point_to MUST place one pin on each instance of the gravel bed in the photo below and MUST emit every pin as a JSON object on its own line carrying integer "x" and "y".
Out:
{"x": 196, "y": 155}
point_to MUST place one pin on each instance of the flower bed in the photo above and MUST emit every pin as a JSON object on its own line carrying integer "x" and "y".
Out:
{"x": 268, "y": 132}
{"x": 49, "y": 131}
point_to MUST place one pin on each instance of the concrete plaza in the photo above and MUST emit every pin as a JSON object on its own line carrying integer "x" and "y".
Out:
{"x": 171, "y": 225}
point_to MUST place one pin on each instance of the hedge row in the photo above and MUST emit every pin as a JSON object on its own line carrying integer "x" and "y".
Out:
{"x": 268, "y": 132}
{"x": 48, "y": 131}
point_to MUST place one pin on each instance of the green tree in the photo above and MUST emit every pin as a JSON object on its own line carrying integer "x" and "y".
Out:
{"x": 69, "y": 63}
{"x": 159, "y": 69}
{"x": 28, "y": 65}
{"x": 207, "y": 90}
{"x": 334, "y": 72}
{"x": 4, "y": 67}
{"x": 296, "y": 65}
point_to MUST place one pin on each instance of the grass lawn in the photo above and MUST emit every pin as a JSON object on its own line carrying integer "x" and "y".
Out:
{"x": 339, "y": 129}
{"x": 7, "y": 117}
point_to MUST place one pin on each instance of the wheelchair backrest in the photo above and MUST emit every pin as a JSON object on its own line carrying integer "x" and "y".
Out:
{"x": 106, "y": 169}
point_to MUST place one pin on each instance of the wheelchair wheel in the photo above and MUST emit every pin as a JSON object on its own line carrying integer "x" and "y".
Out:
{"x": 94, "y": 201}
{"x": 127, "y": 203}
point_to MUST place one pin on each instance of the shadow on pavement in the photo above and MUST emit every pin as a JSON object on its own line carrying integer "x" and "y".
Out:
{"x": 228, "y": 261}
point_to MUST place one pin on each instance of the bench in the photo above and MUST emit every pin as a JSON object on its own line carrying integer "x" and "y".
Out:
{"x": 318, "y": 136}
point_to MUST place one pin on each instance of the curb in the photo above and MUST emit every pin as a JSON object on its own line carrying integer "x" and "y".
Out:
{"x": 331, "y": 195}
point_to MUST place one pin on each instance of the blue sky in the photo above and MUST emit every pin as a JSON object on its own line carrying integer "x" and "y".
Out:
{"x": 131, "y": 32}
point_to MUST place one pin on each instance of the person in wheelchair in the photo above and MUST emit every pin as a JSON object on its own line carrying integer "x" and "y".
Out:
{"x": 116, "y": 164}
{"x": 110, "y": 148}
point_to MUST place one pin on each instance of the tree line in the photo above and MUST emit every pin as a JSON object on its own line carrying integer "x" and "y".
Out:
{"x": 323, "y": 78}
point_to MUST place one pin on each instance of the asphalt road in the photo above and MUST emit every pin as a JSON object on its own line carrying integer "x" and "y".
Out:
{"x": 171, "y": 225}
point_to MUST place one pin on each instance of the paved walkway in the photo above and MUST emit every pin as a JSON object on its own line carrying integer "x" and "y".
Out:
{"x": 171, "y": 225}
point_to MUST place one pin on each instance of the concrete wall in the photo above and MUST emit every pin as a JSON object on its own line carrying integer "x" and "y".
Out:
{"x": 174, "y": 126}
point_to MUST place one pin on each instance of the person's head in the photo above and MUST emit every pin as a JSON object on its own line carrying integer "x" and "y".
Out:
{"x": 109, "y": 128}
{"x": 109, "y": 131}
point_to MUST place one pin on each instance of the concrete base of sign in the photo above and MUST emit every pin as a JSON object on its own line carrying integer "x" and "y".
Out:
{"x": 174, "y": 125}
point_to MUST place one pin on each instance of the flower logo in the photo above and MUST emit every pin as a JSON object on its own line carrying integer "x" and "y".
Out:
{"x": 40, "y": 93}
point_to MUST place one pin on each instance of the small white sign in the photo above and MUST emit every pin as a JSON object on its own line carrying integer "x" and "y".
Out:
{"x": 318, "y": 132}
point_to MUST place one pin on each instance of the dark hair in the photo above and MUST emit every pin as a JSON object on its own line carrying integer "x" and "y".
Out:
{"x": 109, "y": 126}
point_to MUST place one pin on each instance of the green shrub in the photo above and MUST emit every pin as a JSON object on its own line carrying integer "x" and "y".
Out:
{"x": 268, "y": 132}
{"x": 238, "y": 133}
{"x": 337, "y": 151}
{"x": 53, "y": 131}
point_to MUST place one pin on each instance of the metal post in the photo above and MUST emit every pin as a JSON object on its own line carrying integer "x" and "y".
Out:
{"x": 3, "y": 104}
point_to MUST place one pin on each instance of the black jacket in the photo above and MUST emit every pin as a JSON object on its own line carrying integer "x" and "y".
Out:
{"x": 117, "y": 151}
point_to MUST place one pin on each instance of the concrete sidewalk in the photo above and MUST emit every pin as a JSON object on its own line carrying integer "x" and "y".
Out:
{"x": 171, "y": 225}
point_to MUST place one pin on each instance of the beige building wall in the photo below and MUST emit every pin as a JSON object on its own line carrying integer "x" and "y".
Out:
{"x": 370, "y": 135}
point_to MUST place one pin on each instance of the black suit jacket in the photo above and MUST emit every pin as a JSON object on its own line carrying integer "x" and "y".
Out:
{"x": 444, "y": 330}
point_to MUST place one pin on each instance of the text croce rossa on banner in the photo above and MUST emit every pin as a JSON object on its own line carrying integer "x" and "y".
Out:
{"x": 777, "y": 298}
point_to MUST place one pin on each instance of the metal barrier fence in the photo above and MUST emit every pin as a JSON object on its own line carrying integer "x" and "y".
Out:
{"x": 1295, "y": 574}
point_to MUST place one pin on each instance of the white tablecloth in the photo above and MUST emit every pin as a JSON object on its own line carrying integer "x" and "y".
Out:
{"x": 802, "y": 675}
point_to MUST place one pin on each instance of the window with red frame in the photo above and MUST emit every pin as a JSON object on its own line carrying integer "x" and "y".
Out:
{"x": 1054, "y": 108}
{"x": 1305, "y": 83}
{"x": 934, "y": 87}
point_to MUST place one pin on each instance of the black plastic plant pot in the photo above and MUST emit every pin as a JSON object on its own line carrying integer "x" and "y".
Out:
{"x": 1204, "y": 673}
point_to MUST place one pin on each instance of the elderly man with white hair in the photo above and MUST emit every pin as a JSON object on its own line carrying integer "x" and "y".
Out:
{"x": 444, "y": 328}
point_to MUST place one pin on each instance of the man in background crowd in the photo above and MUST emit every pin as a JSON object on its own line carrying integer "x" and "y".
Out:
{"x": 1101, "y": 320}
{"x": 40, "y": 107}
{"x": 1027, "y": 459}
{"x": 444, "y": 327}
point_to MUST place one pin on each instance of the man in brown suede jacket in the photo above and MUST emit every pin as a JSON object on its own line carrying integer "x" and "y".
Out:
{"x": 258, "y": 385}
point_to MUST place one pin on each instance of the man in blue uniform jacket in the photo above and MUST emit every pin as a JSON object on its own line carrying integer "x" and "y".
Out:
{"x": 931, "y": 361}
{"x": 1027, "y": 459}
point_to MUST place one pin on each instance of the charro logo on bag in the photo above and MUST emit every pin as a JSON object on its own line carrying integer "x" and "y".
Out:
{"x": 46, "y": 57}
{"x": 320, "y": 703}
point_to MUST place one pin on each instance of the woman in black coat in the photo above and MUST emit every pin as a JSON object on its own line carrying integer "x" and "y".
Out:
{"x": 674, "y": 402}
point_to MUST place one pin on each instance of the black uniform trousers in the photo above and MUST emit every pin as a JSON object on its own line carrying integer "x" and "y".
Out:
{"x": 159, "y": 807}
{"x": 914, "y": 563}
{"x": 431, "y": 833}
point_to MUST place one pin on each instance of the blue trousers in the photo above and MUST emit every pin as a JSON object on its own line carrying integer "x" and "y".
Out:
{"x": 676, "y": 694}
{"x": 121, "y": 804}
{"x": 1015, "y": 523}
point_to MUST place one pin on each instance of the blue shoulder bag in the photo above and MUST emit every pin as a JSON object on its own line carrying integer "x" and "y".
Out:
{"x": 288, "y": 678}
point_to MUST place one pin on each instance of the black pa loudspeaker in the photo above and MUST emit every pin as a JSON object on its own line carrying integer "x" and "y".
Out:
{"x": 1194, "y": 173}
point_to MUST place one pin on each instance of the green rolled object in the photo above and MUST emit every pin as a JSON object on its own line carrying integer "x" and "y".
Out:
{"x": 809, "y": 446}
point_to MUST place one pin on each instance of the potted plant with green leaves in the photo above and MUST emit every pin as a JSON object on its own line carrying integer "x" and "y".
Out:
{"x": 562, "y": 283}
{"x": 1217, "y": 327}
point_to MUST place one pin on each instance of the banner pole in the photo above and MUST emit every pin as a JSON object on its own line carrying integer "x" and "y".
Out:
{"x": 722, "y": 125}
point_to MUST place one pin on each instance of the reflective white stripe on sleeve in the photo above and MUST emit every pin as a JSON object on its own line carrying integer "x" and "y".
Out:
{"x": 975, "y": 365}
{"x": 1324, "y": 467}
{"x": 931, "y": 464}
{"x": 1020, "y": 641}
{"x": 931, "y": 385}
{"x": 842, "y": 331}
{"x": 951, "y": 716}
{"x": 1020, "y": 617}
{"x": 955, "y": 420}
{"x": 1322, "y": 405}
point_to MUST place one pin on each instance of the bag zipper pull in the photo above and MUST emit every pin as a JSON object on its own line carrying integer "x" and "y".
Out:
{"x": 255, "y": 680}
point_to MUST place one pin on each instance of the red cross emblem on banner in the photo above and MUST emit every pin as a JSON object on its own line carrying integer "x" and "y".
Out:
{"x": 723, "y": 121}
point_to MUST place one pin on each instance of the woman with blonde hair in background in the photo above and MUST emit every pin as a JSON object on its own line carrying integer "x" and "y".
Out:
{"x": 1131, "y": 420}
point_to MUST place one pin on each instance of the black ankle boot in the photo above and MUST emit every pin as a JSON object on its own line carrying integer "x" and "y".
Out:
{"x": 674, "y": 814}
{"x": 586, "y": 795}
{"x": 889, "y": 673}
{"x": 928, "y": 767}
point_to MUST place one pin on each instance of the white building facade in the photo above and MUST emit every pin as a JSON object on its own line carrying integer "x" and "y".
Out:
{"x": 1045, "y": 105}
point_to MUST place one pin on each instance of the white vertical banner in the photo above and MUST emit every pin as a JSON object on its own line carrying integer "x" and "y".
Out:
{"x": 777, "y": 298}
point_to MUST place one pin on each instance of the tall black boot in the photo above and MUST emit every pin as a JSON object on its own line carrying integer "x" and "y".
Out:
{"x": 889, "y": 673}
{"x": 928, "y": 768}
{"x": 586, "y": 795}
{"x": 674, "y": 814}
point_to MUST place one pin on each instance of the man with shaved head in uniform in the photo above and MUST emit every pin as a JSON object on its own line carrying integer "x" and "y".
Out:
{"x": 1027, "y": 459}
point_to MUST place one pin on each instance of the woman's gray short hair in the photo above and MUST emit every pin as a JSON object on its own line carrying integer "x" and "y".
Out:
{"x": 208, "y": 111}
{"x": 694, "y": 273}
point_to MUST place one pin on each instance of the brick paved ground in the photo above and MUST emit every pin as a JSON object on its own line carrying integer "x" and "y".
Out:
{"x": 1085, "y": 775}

——

# [PROMPT]
Look through the material for "banner". Copy each line that has it.

# [YOUR SOLUTION]
point_to MUST place one pin on each instance of the text croce rossa on banner in the photo above and MUST emit every pin as a JSON object on its own line carrying integer "x" and "y".
point_to MUST place one pin on each instance of the banner pole in the photo above and MUST emit every pin as a JSON object on its own line carrying integer "x" and "y".
point_to MUST place one pin on each instance of the red cross emblem on banner in the photo above and MUST emit every pin as a JSON object on its own line carrying integer "x" and "y".
point_to MUST place one pin on each instance of the white vertical banner in the photo above and MUST emit every pin as a JSON object on its own line carrying integer "x" and "y".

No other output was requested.